**WHAT YOU NEED TO DO**
All of the data is to be set down again without alteration.

Region pointing data
- - - -
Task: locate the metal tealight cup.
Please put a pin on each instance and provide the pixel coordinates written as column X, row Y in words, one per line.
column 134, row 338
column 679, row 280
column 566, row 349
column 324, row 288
- - - -
**EXERCISE RESPONSE**
Task: locate the metal tealight cup.
Please put a pin on each instance and provide the pixel coordinates written as column X, row Y in words, one per line.
column 134, row 338
column 679, row 280
column 566, row 349
column 324, row 288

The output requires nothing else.